Segment Start: Supplied text

The Real Cost of a “FREE” Online Islamic Will

The Real Cost of a “FREE” Online Islamic Will

They say the world is your oyster. Nowadays, you might as well say Google is your oyster. Just Google the phrase “Free online Islamic Will,” and we are sure you will get a multitude of options to choose from. We have no doubt that those uploading free Islamic Wills to the World Wide Web are well-intentioned, but is it the right option for you as the person needing to write a Will?

In this article, we’ve delved a bit deeper into some of the free Islamic Will templates that we’ve seen being circulated to see what the real cost of such an Islamic Wills is. We compare and contrast against the service that Wasiyyah – Islamic Wills Made Easy offers because we needed to satisfy ourselves that we are actually adding value in this space.

Outlined below are some of the problems we spotted in the free online Islamic Wills we reviewed. To avoid identifying specific documents, we’ve described the issues we identified as generically as possible.

Before proceeding it’s also not uncommon for people to try and write their Islamic Will using cheap DIY kits. In addition to not having the benefit of proper Islamic oversight on the Will document that’s prepared – a lot of the problems identified below also apply in that context.

Problem 1: Directing that the estate be distributed in accordance with Islamic Law

The issue with referencing “Islamic Law,” “the Shariah,” “Islamic succession,” etc., as a means of asset distribution is that these have no standing in the Australian legal system. Imagine standing before a Supreme Court judge and saying, “Your Honour, my dad wished that his estate should be distributed according to Islamic Law.” The judge will turn around and say, “Sir, what is Islamic Law? I have no framework to apply it in Australia.”

This is the reason the Wills we write at Wasiyyah specify actual distributions that need to take place in a given scenario. We have done the work of writing out the Islamic distributions in terms that are recognizable and applicable in Australia, without lazily referring to “Islamic Law” and hoping that this will be applied by the Australian legal system.

Segment End: Supplied text
Segment Start: Data supplied

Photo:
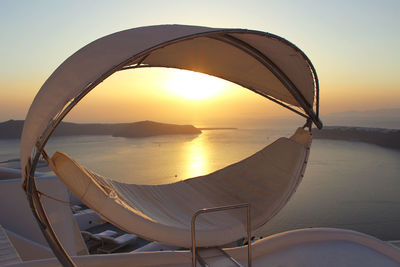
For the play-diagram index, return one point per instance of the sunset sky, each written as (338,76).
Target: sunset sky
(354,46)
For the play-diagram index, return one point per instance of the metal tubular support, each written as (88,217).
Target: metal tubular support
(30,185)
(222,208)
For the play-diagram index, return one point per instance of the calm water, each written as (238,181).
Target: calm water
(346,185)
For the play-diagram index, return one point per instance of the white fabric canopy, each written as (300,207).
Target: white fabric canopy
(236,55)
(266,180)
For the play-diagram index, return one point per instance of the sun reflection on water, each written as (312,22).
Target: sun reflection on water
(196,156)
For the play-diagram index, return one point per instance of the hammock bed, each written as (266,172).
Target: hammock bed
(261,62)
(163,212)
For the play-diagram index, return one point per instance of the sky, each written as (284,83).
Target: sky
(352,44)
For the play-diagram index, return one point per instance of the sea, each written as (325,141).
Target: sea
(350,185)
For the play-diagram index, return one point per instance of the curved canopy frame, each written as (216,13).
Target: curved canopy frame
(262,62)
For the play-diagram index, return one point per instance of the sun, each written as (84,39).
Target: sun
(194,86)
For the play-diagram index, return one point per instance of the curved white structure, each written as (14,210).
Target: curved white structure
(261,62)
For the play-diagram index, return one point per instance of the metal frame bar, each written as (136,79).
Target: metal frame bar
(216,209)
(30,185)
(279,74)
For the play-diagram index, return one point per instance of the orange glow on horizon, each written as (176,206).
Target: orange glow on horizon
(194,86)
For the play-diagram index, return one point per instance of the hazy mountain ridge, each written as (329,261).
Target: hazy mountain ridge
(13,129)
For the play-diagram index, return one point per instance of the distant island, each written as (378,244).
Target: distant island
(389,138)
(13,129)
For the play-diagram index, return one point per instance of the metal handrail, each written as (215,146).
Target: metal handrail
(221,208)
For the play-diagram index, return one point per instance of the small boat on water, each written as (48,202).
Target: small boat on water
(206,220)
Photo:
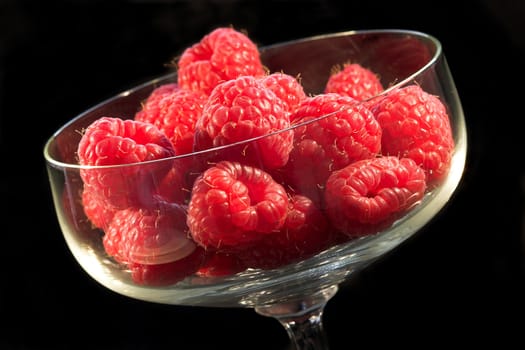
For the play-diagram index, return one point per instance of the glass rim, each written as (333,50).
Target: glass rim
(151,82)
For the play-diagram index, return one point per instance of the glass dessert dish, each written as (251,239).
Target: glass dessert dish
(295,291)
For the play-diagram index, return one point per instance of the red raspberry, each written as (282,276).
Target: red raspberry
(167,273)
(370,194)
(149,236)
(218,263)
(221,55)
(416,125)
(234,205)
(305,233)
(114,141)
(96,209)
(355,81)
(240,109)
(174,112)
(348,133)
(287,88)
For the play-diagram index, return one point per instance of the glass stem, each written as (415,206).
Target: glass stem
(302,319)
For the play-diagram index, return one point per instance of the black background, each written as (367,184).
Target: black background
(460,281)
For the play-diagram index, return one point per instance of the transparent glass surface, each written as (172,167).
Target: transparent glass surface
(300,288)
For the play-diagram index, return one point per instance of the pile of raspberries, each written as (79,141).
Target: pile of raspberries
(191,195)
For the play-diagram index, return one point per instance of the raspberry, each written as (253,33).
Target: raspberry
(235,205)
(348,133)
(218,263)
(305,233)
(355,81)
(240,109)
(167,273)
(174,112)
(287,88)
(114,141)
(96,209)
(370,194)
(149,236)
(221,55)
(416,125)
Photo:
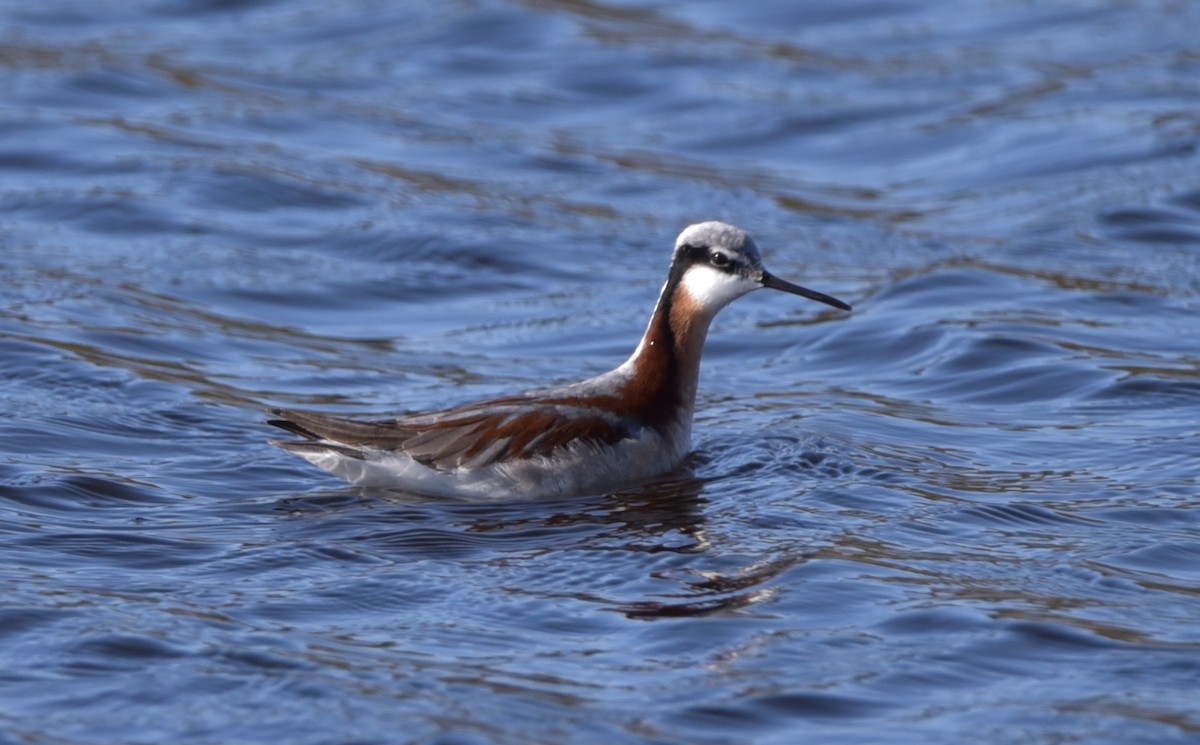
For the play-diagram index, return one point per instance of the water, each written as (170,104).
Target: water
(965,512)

Segment End: Data supplied
Segment Start: Data supplied

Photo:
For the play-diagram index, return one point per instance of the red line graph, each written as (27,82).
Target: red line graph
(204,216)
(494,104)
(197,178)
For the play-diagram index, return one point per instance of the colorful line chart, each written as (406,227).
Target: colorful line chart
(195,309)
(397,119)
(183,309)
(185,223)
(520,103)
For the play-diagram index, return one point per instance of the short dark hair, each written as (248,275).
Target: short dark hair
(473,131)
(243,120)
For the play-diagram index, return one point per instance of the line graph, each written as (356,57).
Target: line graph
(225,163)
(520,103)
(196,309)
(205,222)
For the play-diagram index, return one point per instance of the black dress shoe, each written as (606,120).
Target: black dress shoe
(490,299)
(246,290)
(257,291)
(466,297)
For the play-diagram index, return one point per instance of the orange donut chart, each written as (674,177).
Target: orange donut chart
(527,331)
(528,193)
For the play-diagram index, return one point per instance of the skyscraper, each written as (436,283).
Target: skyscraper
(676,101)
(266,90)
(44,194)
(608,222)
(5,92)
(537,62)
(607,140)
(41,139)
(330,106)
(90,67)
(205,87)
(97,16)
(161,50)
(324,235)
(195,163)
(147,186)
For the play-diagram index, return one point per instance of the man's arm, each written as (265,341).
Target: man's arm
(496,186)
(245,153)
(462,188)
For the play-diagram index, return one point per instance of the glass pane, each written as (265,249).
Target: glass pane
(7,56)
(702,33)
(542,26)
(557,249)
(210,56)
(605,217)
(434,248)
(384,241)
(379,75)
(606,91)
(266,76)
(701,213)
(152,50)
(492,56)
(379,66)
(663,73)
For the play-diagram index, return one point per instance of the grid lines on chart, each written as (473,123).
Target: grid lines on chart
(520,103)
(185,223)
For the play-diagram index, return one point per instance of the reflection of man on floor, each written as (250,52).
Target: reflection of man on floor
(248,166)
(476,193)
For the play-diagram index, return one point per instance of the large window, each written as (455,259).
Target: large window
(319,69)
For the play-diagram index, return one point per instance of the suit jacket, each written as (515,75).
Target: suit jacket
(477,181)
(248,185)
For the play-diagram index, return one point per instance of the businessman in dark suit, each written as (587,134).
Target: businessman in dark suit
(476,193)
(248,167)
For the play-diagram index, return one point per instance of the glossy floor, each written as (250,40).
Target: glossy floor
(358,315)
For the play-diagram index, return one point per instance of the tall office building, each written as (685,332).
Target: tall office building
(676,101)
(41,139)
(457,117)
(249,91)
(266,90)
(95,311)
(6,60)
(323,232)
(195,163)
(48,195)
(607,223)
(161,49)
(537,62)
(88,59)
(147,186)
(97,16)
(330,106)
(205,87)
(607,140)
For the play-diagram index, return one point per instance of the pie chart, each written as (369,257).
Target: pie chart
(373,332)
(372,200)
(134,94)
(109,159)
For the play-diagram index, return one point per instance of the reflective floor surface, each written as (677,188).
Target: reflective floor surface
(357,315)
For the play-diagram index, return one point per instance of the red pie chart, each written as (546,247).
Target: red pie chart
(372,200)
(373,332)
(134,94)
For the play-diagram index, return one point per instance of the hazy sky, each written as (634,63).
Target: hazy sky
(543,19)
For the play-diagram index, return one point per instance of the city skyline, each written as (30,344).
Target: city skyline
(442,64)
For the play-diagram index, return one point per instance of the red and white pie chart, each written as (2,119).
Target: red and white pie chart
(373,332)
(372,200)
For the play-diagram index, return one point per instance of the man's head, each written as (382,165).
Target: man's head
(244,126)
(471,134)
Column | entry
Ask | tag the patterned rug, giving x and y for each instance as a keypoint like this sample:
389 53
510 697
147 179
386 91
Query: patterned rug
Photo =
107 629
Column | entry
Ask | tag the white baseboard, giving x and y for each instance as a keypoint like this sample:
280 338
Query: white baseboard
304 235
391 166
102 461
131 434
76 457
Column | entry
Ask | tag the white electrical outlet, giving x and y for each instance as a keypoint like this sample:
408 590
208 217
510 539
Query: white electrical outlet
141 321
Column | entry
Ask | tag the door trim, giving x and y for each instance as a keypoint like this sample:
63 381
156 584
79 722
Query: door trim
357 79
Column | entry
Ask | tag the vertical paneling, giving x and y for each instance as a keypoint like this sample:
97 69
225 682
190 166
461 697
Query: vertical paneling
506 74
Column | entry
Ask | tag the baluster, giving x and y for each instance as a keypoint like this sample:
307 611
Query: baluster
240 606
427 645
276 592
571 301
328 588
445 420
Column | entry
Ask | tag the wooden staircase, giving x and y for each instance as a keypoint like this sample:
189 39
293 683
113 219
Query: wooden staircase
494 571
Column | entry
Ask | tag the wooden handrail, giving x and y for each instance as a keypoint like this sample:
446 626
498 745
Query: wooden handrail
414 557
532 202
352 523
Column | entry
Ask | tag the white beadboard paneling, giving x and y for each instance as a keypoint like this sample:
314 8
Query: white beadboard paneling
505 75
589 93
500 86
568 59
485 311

Segment End: Data supplied

> Work instructions:
Answer these questions using the article on free online Islamic wills.
(a) What phrase does the article suggest typing into Google?
(b) Against which service does the article compare the free templates?
(c) What standing do references to "Islamic Law" or "the Shariah" have in the Australian legal system, according to the article?

> Exercise output:
(a) "Free online Islamic Will"
(b) Wasiyyah – Islamic Wills Made Easy
(c) They have no standing in the Australian legal system.